▶ [Teks Halaman]:
################

Jangan anda pikir Tuhan bisa disuap, jangan anda pikir dengan upacara
megah tanpa bhakti akan meluluhkan hati Tuhan dan jangan berpikir dengan
upacara ngaben yang megah akan mengantarkan anda dan keluarga anda ke
alam moksa. Hanya cinta kasih yang murnilah yang bisa menyelamatkan
anda.
Jika anda merasa pernah
menjual warisan leluhur, atau bahkan “turus lumbung” anda hanya untuk
membuat upacara megah, atau anda hanya sibuk berkutat dalam berbagai
macam ritual tanpa anda tahu esensinya. Tanpa pernah menyeimbangkan
faktor pilosofi, mendidik generasi muda anda dalam ilmu pengetahuan
rohani, tanpa pernah perduli dengan lembaga pendidikan yang akan
menanamkan pondasi Veda kepada kaum muda Hindu, maka mulailah bercermin
pada sloka-sloka Veda. Dalam Bhagavad Gita 7.18 Sri
Krishna menyingung betapa pentingnya pondasi pengetahuan dalam
menumbuhkan rasa cinta bhakti dalam diri seseorang untuk menggapai
dunia spiritual (jñānī tv ātmaiva me matam āsthitaḥ sa hi yuktātmā mām evānuttamāḿ gatim).
Upacara
adalah bagian yang sangat penting dalam pengungkapan rasa syukur dan
cinta bhakti kita kepada Tuhan, tetapi upacara yang tidak dilandasi
oleh pengetahuan, adalah upacara dalam tingkat kebodohan. Kenyataan ini
sejalan dengan apa yang disampaikan oleh Sri Krishna dalam Bhagavad Gita 17.5-6; “aśāstra-vihitaḿ
ghoraḿ tapyante ye tapo janāḥ dambhāhańkāra-saḿyuktāḥ
kāma-rāga-balānvitāḥ karṣayantaḥ śarīra-sthaḿ bhūta-grāmam acetasaḥ māḿ
caivāntaḥ śarīra-sthaḿ tān viddhy āsura-niścayān, Orang yang
menjalani pertapaan dan kesederhanaan [ritual korban suci] yang keras
yang tidak dianjurkan dalam Kitab Suci, dan melakukan kegiatan itu
karena rasa bangga dan keakuan palsu didorong oleh nafsu dan ikatan,
yang bersifat bodoh dan menyiksa unsur-unsur material di dalam badan
dan Roh Yang Utama yang bersemayam di dalam badan, dikenal sebagai
orang jahat”.

################

▶ [Kutipan Sumber]:
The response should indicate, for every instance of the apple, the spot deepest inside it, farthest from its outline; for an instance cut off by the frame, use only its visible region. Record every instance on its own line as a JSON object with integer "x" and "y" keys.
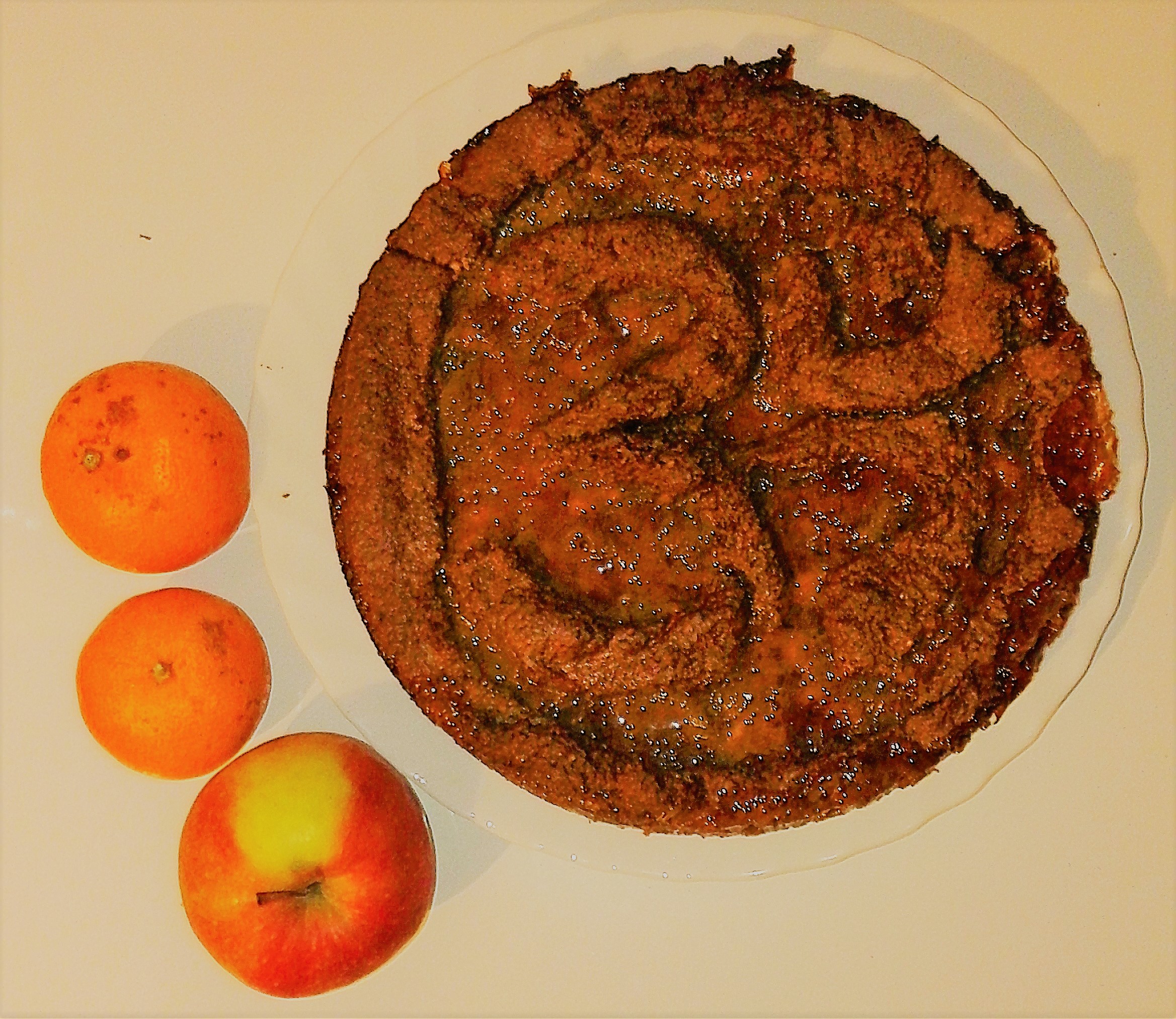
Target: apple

################

▶ [Tugas dan Latihan]:
a) Salin dengan tepat bagian teks tentang upacara dan bhakti mulai dari "Jika anda merasa" sampai dengan "mām evānuttamāḿ gatim).", termasuk kata-kata terakhir itu.
b) Lanjutkan teks tentang upacara dan bhakti dari titik teks itu berhenti.
Data tersebut tidak berhubungan dengan teks tentang upacara dan bhakti.

▶ [Jawaban yang Diharapkan]:
a)
Jika anda merasa pernah
menjual warisan leluhur, atau bahkan “turus lumbung” anda hanya untuk
membuat upacara megah, atau anda hanya sibuk berkutat dalam berbagai
macam ritual tanpa anda tahu esensinya. Tanpa pernah menyeimbangkan
faktor pilosofi, mendidik generasi muda anda dalam ilmu pengetahuan
rohani, tanpa pernah perduli dengan lembaga pendidikan yang akan
menanamkan pondasi Veda kepada kaum muda Hindu, maka mulailah bercermin
pada sloka-sloka Veda. Dalam Bhagavad Gita 7.18 Sri
Krishna menyingung betapa pentingnya pondasi pengetahuan dalam
menumbuhkan rasa cinta bhakti dalam diri seseorang untuk menggapai
dunia spiritual (jñānī tv ātmaiva me matam āsthitaḥ sa hi yuktātmā mām evānuttamāḿ gatim).

b)
Jadi untuk menghindari
ritual keagamaan yang dalam sifat kebodohan, sudah saatnya umat Hindu
bangkit dari praktek-praktek ritual yang tidak dilandasi atas
pengetahuan dan kitab suci. Sudah saatnya umat Hindu harus membentengi
diri dengan sistem pendidikan yang baik. Biarkan tradisi “nak mulo
keto” kita kubur dalam-dalam dan menggantinya dengan pengetahuan
spiritual. Pada dasarnya kita sudah memiliki sistem pendidikan rohani
sang sangat komprehensip dengan sistem upanisad dan parampara-nya yang
dinaungi oleh sistem guru kula. Tahukah anda kalau ternyata sistem
pesantren yang diterapkan oleh umat Islam adalah adopsi dari sistem
guru kula Hindu? Kenapa kita harus mencari sistem pendidikan baru
dengan meniru pesantren dan menamakanya pesantian jika kita sudah
memiliki sistem guru kula?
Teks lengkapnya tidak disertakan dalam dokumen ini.